*EXERCISE:*
Please print the records below exactly as they are.
________________
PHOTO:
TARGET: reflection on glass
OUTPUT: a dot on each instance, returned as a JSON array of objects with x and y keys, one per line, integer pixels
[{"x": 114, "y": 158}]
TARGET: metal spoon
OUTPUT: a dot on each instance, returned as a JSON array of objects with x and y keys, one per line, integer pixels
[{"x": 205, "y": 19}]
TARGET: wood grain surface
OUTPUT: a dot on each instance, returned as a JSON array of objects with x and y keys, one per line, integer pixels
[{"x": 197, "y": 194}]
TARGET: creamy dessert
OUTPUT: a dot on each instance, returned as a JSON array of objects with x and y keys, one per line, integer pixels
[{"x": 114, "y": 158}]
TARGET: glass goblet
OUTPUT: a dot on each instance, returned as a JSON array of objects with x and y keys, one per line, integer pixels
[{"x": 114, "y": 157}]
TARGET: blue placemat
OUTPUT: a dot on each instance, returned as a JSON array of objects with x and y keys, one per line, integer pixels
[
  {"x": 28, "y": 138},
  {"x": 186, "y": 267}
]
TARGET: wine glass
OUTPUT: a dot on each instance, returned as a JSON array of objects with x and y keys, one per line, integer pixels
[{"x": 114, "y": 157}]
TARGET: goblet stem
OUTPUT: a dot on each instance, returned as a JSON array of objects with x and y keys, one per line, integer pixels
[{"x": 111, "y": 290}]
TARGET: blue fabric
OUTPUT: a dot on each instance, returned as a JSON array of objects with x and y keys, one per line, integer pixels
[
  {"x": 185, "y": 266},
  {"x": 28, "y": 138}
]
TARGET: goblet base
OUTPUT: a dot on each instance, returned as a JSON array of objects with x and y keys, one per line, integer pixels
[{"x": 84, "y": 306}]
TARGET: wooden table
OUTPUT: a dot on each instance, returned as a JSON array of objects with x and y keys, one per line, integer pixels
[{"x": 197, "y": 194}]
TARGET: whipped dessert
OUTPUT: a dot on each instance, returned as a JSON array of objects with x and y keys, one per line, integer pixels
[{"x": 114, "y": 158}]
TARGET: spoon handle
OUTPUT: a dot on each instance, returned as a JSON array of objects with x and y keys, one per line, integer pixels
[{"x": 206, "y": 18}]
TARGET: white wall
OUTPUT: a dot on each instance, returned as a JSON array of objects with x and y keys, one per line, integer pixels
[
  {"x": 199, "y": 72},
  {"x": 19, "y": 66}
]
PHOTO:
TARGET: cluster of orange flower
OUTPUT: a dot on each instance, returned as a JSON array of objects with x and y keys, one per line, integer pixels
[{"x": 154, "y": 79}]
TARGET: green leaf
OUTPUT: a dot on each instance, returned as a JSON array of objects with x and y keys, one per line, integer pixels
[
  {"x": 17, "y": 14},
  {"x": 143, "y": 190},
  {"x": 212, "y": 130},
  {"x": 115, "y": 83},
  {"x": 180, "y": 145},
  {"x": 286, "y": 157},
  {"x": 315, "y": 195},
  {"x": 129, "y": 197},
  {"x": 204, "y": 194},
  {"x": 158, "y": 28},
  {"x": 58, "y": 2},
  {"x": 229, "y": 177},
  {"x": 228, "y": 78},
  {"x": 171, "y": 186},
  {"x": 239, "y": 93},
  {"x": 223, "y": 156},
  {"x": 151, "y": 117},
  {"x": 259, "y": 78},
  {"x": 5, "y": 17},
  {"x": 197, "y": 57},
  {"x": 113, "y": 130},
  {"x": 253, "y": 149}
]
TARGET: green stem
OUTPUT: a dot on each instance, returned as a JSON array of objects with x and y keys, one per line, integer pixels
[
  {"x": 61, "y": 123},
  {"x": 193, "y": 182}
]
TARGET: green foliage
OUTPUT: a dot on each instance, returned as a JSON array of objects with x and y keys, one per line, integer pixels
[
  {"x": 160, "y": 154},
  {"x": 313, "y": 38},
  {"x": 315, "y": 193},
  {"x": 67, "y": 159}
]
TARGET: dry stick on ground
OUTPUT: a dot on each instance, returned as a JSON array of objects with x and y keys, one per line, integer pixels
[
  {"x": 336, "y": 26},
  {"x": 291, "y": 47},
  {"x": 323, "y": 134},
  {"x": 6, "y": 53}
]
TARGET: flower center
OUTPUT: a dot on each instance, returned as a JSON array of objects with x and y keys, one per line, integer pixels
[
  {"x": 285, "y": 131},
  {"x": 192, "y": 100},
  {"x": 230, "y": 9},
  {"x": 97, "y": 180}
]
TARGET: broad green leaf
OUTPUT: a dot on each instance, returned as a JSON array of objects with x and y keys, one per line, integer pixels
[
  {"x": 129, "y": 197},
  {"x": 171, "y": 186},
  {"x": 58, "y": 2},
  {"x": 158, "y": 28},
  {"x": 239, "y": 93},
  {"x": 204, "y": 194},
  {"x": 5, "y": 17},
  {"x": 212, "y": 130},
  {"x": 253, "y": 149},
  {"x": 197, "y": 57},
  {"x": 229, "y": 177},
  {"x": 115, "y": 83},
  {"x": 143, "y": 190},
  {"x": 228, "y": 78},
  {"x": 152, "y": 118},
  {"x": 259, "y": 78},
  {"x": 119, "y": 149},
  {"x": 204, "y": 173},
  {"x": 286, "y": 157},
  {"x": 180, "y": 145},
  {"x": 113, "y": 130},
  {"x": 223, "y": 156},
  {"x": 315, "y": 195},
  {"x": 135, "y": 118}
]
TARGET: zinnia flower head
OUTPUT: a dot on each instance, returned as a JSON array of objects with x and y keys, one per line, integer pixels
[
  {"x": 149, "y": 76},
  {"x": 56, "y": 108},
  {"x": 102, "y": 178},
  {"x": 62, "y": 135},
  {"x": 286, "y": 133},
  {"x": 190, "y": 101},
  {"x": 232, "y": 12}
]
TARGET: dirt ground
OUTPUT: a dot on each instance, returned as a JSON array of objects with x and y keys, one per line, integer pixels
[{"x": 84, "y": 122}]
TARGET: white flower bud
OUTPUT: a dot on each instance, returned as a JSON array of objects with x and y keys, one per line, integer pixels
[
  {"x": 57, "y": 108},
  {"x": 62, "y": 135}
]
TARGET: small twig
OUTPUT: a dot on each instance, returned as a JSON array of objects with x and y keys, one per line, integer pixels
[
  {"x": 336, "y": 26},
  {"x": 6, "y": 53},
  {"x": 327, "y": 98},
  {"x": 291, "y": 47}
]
________________
*WRITTEN REPLY:*
PHOTO:
TARGET: reflection on glass
OUTPUT: a dot on each instance, returned as a JSON array of objects with x and y keys, one per line, integer pixels
[{"x": 114, "y": 158}]
TARGET: metal spoon
OUTPUT: a dot on each instance, returned as a JSON array of objects with x and y keys, one per line, integer pixels
[{"x": 205, "y": 19}]
TARGET: wood grain surface
OUTPUT: a dot on each instance, returned as a JSON array of objects with x and y keys, one per line, integer pixels
[{"x": 197, "y": 194}]
TARGET: creamy dessert
OUTPUT: a dot on each instance, returned as a JSON array of objects with x and y keys, one per line, integer pixels
[{"x": 114, "y": 158}]
TARGET: glass goblet
OUTPUT: a dot on each instance, returned as a JSON array of objects with x and y keys, one per line, integer pixels
[{"x": 114, "y": 157}]
TARGET: blue placemat
OUTPUT: a dot on each instance, returned as a JSON array of objects with x and y keys, one per line, integer pixels
[
  {"x": 28, "y": 138},
  {"x": 186, "y": 267}
]
TARGET: wine glass
OUTPUT: a dot on each instance, returned as a JSON array of objects with x and y keys, one per line, integer pixels
[{"x": 114, "y": 157}]
TARGET: goblet stem
OUTPUT: a dot on each instance, returned as a JSON array of objects with x and y keys, one per line, integer pixels
[{"x": 111, "y": 290}]
TARGET: blue fabric
OUTPUT: a dot on each instance, returned as a JSON array of objects with x and y keys, one per line, integer pixels
[
  {"x": 185, "y": 266},
  {"x": 28, "y": 138}
]
TARGET: goblet base
OUTPUT: a dot on each instance, returned as a JSON array of objects with x and y keys, one per line, integer pixels
[{"x": 84, "y": 306}]
TARGET: wooden table
OUTPUT: a dot on each instance, returned as a JSON array of objects with x and y keys, one per line, integer pixels
[{"x": 197, "y": 194}]
TARGET: whipped dessert
OUTPUT: a dot on each instance, returned as a JSON array of objects with x and y keys, one per line, integer pixels
[{"x": 114, "y": 158}]
TARGET: spoon handle
OUTPUT: a dot on each instance, returned as a JSON array of objects with x and y keys, one per line, integer pixels
[{"x": 206, "y": 18}]
TARGET: white wall
OUTPUT: a dot on each instance, returned as a JSON array of objects with x and y keys, one per line, integer pixels
[
  {"x": 199, "y": 72},
  {"x": 19, "y": 66}
]
PHOTO:
TARGET: cluster of orange flower
OUTPUT: a dot on each instance, returned as a JSON array of objects with x and y keys, one per line, integer pixels
[{"x": 154, "y": 79}]
TARGET: green leaf
OUTPUT: a dot on each instance, returned as a JSON array of objects with x and y keys, one per line, integer pixels
[
  {"x": 17, "y": 14},
  {"x": 143, "y": 190},
  {"x": 212, "y": 130},
  {"x": 115, "y": 83},
  {"x": 180, "y": 145},
  {"x": 286, "y": 157},
  {"x": 315, "y": 195},
  {"x": 129, "y": 197},
  {"x": 204, "y": 194},
  {"x": 158, "y": 28},
  {"x": 58, "y": 2},
  {"x": 229, "y": 177},
  {"x": 228, "y": 78},
  {"x": 171, "y": 186},
  {"x": 239, "y": 93},
  {"x": 223, "y": 156},
  {"x": 151, "y": 117},
  {"x": 259, "y": 78},
  {"x": 5, "y": 17},
  {"x": 197, "y": 57},
  {"x": 113, "y": 130},
  {"x": 253, "y": 149}
]
TARGET: green stem
OUTPUT: a dot on each instance, returned as a JSON array of objects with x and y keys, one per line, integer pixels
[
  {"x": 61, "y": 123},
  {"x": 193, "y": 182}
]
TARGET: green foliage
OUTPUT: a dot on each instance, returned as a JSON array of objects with x and y keys, one per line, integer pixels
[
  {"x": 160, "y": 154},
  {"x": 313, "y": 38},
  {"x": 315, "y": 193},
  {"x": 67, "y": 159}
]
TARGET: dry stick on ground
OUTPUT: a dot on each instance, returned as a JSON array of objects with x and y keys, one per line, integer pixels
[
  {"x": 336, "y": 26},
  {"x": 291, "y": 47},
  {"x": 323, "y": 134},
  {"x": 6, "y": 53}
]
TARGET: flower center
OUTPUT: a dot on each instance, returned as a JSON array of objects with x and y keys, one per line, integer pixels
[
  {"x": 285, "y": 131},
  {"x": 192, "y": 100},
  {"x": 230, "y": 9},
  {"x": 97, "y": 180}
]
TARGET: broad green leaf
OUTPUT: a dot on each instance, returned as a JSON array of objects with x and y keys, one per line, integer pixels
[
  {"x": 129, "y": 197},
  {"x": 171, "y": 186},
  {"x": 58, "y": 2},
  {"x": 158, "y": 28},
  {"x": 239, "y": 93},
  {"x": 204, "y": 194},
  {"x": 5, "y": 17},
  {"x": 212, "y": 130},
  {"x": 253, "y": 149},
  {"x": 197, "y": 57},
  {"x": 229, "y": 177},
  {"x": 115, "y": 83},
  {"x": 143, "y": 190},
  {"x": 228, "y": 78},
  {"x": 152, "y": 118},
  {"x": 259, "y": 78},
  {"x": 119, "y": 149},
  {"x": 204, "y": 173},
  {"x": 286, "y": 157},
  {"x": 180, "y": 145},
  {"x": 113, "y": 130},
  {"x": 223, "y": 156},
  {"x": 315, "y": 195},
  {"x": 135, "y": 118}
]
TARGET: zinnia flower head
OUTPUT: a dot on each instance, returned as a JSON array of objects with x and y keys, one per line, integer pixels
[
  {"x": 149, "y": 76},
  {"x": 56, "y": 108},
  {"x": 102, "y": 178},
  {"x": 62, "y": 135},
  {"x": 286, "y": 133},
  {"x": 190, "y": 101},
  {"x": 232, "y": 12}
]
TARGET: dirt ground
OUTPUT: a dot on each instance, returned as a JSON array of objects with x and y keys, one per line, integer pixels
[{"x": 84, "y": 122}]
TARGET: white flower bud
OUTPUT: a dot on each instance, returned as a JSON array of objects with x and y keys, one per line, integer pixels
[
  {"x": 57, "y": 108},
  {"x": 62, "y": 135}
]
TARGET: small twig
OUTPUT: a dot on each instance, returned as a JSON array of objects with x and y keys, one per line, integer pixels
[
  {"x": 336, "y": 26},
  {"x": 6, "y": 53},
  {"x": 327, "y": 98},
  {"x": 291, "y": 47}
]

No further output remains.